[Coordinate annotation items]
++++++++++

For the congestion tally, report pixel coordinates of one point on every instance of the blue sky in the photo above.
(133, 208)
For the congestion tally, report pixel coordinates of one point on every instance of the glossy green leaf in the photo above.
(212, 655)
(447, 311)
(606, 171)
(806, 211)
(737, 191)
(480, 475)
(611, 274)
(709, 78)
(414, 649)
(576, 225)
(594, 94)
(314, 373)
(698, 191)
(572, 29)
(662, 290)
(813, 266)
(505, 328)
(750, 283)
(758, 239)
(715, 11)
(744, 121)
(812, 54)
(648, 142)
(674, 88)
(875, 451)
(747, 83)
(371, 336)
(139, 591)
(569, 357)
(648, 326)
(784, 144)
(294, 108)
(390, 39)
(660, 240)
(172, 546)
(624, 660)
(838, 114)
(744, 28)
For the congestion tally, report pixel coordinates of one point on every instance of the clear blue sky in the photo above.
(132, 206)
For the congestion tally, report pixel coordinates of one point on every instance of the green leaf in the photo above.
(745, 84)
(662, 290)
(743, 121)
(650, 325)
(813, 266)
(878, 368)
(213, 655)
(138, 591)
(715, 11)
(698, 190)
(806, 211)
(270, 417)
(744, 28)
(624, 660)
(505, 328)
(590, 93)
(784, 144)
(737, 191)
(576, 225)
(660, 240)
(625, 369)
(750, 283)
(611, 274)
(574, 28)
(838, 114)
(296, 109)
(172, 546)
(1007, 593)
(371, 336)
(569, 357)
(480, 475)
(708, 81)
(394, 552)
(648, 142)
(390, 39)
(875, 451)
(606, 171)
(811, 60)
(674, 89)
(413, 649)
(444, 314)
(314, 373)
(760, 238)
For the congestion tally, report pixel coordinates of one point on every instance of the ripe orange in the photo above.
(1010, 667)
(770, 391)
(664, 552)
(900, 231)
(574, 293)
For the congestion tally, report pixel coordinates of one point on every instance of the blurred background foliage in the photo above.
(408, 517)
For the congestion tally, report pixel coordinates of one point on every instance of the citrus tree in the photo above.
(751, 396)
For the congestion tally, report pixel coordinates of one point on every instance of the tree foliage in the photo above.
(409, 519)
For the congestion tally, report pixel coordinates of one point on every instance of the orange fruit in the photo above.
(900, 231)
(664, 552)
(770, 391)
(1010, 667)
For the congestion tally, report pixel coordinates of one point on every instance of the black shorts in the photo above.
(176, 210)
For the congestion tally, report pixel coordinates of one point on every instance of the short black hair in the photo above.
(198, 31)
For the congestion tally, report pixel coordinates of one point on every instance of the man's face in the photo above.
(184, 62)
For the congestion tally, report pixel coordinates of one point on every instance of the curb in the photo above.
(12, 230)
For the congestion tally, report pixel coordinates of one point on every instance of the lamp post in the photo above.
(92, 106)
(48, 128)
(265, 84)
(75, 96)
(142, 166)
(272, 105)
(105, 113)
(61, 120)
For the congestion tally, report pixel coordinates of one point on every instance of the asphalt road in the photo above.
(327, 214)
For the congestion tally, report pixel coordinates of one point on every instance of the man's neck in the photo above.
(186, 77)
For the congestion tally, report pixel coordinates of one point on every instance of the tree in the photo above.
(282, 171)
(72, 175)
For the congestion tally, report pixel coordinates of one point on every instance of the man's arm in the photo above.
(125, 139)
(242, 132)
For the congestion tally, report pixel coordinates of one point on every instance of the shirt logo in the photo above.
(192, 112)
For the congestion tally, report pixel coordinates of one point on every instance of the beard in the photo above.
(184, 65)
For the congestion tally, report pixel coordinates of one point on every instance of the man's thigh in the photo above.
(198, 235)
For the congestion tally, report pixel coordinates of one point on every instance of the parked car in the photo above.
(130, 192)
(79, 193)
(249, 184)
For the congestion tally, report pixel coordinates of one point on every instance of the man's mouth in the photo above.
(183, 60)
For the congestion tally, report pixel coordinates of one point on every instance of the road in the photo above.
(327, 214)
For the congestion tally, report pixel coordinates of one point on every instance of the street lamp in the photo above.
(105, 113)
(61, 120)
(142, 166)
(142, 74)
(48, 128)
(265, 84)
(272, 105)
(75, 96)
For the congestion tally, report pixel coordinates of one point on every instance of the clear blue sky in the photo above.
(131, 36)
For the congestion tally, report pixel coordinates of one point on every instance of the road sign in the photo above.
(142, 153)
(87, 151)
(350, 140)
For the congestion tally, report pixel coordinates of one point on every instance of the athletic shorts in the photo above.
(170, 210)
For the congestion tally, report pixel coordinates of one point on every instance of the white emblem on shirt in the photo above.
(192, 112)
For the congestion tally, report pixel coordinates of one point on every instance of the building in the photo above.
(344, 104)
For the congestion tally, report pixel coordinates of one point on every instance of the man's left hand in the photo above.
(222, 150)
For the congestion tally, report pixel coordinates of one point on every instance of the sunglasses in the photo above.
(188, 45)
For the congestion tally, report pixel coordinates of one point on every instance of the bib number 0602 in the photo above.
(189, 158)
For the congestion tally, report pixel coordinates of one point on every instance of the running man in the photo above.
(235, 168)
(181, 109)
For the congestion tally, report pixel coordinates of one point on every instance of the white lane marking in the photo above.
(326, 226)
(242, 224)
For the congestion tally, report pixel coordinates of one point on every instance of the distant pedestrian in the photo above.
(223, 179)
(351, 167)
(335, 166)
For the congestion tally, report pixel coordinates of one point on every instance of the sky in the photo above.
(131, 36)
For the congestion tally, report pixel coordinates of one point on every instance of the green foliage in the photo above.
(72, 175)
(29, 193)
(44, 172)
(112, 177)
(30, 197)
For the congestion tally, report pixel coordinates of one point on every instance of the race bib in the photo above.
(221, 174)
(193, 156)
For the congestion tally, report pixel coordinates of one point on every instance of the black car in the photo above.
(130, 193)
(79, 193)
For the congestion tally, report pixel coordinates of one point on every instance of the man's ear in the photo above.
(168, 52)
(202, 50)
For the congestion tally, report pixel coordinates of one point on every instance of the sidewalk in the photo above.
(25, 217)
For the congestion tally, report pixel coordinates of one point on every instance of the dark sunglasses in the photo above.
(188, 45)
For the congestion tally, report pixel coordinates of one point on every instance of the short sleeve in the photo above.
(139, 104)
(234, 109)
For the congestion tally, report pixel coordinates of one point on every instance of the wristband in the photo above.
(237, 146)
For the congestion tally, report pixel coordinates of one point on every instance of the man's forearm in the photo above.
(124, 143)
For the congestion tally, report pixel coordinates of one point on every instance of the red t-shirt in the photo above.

++++++++++

What to produce: Update all the items above by replacing "congestion tally" with "object count", changing nothing else.

Final result:
For the object count, report pixel coordinates of one point on every instance of the blue sky in the photo above.
(133, 208)
For the object count, report pixel coordinates of one point on every instance of the glossy green leaf in the photo above.
(212, 655)
(447, 311)
(606, 171)
(806, 211)
(737, 191)
(480, 475)
(611, 274)
(709, 78)
(414, 649)
(576, 225)
(594, 94)
(314, 373)
(698, 191)
(572, 29)
(662, 290)
(813, 266)
(505, 328)
(750, 283)
(758, 239)
(715, 11)
(744, 121)
(812, 54)
(648, 142)
(674, 88)
(875, 451)
(747, 83)
(371, 336)
(139, 591)
(569, 357)
(648, 326)
(784, 144)
(294, 108)
(390, 39)
(660, 240)
(172, 546)
(624, 660)
(838, 114)
(744, 28)
For the object count, report pixel coordinates of one point on every instance of the clear blue sky in the photo above.
(132, 206)
For the object count, report pixel coordinates of one point on every instance of the green leaf in the photo above.
(745, 84)
(662, 290)
(743, 121)
(650, 325)
(813, 266)
(878, 368)
(213, 655)
(138, 591)
(715, 11)
(698, 190)
(806, 211)
(270, 417)
(744, 28)
(624, 660)
(505, 328)
(590, 93)
(784, 144)
(737, 191)
(576, 225)
(660, 240)
(625, 369)
(750, 283)
(611, 274)
(574, 28)
(838, 114)
(296, 109)
(172, 546)
(1007, 593)
(371, 336)
(569, 357)
(480, 475)
(708, 81)
(394, 552)
(648, 142)
(390, 39)
(875, 451)
(606, 171)
(811, 60)
(674, 89)
(413, 649)
(444, 314)
(314, 373)
(760, 238)
For the object count, report pixel coordinates of one point on every instance of the ripe orange in the photo above.
(1010, 667)
(770, 391)
(664, 552)
(900, 231)
(574, 293)
For the object count, report pixel coordinates of one point on every instance of the blurred background foliage in the photo above.
(408, 517)
For the object count, report pixel coordinates of one point on every instance of the citrus tree in the photo above.
(751, 396)
For the object count, report pixel coordinates of one point on every instance of the tree foliage in the photo above.
(409, 519)
For the object count, report pixel coordinates of one point on every instance of the orange fruit in the photo above.
(900, 231)
(664, 552)
(770, 391)
(1010, 667)
For the object count, report pixel coordinates of one point on every instance of the black shorts in the photo above.
(176, 210)
For the object count, report pixel coordinates of one point on every instance of the short black hair in the photo above.
(198, 31)
For the object count, report pixel coordinates of one point on every instance of the man's face in the photo above.
(184, 62)
For the object count, report pixel coordinates of one point on every instance of the curb in the photo above.
(12, 230)
For the object count, report pixel coordinates of one point on every instance of the lamp post in the photo above.
(92, 106)
(48, 128)
(265, 84)
(75, 96)
(142, 166)
(272, 105)
(105, 113)
(61, 120)
For the object count, report pixel coordinates of one point on every instance of the asphalt road in the photo above.
(327, 214)
For the object count, report pixel coordinates of one point on every instance of the man's neck in the photo above.
(186, 77)
For the object count, report pixel coordinates of one point on every instance of the tree in the photo above.
(282, 171)
(72, 175)
For the object count, report pixel coordinates of one point on every instance of the man's arm in the photo above.
(125, 139)
(242, 132)
For the object count, report pixel coordinates of one point on every instance of the shirt logo in the photo above.
(192, 112)
For the object count, report pixel coordinates of one point on every instance of the beard in the photo above.
(184, 65)
For the object count, report pixel coordinates of one point on every instance of the man's thigh in the photo above.
(198, 235)
For the object count, report pixel coordinates of one point on every instance of the parked car in the photo above.
(130, 192)
(79, 193)
(249, 184)
For the object count, report pixel coordinates of one point on every instance of the man's mouth in the photo above.
(183, 60)
For the object count, report pixel coordinates of one point on every instance of the road in the photo above.
(327, 214)
For the object count, report pixel coordinates of one point on every instance of the street lamp in the photo above.
(105, 113)
(61, 120)
(142, 166)
(142, 74)
(48, 128)
(265, 84)
(272, 105)
(75, 96)
For the object count, report pixel coordinates of one point on every instance of the clear blue sky in the photo above.
(131, 36)
For the object count, report pixel coordinates of one point on every instance of the road sign in the photo above.
(142, 153)
(87, 151)
(350, 140)
For the object count, report pixel coordinates of one point on every instance of the athletic shorts in the photo above.
(170, 210)
For the object count, report pixel coordinates of one point on every instance of the white emblem on shirt in the photo above.
(192, 112)
For the object count, report pixel coordinates of one point on every instance of the building in the photo above.
(344, 104)
For the object count, report pixel coordinates of one point on every instance of the man's left hand in the photo above.
(222, 150)
For the object count, report pixel coordinates of one point on every instance of the sunglasses in the photo above.
(188, 45)
For the object count, report pixel coordinates of one point on every instance of the bib number 0602 in the photo above.
(189, 158)
For the object count, report pixel coordinates of one point on every instance of the running man in the photo above.
(235, 168)
(181, 109)
For the object count, report pixel coordinates of one point on every instance of the white lane marking in the photo above.
(326, 226)
(242, 224)
For the object count, report pixel coordinates of one point on every instance of the distant pedestrian in the photo above.
(223, 179)
(351, 167)
(335, 166)
For the object count, report pixel coordinates of one point on every instance of the sky in the photo above.
(131, 36)
For the object count, report pixel coordinates of one point on every instance of the green foliage in the photo above.
(72, 175)
(29, 193)
(44, 172)
(112, 177)
(30, 197)
For the object count, report pixel coordinates of one point on every instance of the race bib in the photo above.
(221, 174)
(193, 156)
For the object count, report pixel coordinates of one point on every instance of the black car in the photo above.
(130, 193)
(79, 193)
For the object count, report pixel coordinates of one point on every instance of the man's ear in the photo above.
(168, 52)
(202, 50)
For the object count, report pixel coordinates of one point on every instance of the sidewalk in the photo above.
(25, 217)
For the object count, report pixel coordinates of one point on every instance of the dark sunglasses in the photo above.
(188, 45)
For the object count, report pixel coordinates of one point on every instance of the short sleeve in the photo above.
(139, 104)
(234, 109)
For the object count, report pixel coordinates of one point on every instance of the wristband in the photo above.
(237, 146)
For the object count, report pixel coordinates of one point on every instance of the man's forearm in the photo above.
(124, 143)
For the object count, report pixel coordinates of one point on every instance of the red t-shirt in the photo above.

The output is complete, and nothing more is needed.